─── Task inputs

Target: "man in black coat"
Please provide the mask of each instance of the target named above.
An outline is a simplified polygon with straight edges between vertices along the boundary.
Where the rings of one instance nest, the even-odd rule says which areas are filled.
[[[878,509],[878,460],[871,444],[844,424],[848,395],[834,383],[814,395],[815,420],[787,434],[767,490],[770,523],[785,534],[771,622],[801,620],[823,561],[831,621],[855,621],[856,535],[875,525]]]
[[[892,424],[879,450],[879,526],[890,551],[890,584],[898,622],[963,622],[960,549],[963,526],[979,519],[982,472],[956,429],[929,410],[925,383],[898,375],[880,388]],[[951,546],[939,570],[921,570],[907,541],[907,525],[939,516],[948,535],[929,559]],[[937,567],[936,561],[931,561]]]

──────

Task to complete: Reproduce the listing above verbatim, including every line.

Result of the exercise:
Target: "man in black coat"
Please provide the mask of each instance of the target named above.
An outline is a simplified polygon with straight edges between vertices along the boundary.
Where the rings of one instance nest, the even-odd rule says which areas are filled.
[[[878,509],[878,460],[871,444],[844,424],[848,395],[834,383],[814,395],[815,420],[787,434],[767,490],[770,523],[785,534],[771,622],[801,620],[823,561],[831,621],[855,621],[856,535],[875,525]]]
[[[892,424],[879,450],[879,526],[890,551],[890,584],[898,622],[963,622],[960,549],[963,526],[979,519],[982,472],[956,429],[929,410],[925,383],[898,375],[880,388]],[[951,546],[939,570],[921,570],[907,541],[907,525],[939,516],[948,535],[929,559]],[[937,567],[936,561],[931,561]]]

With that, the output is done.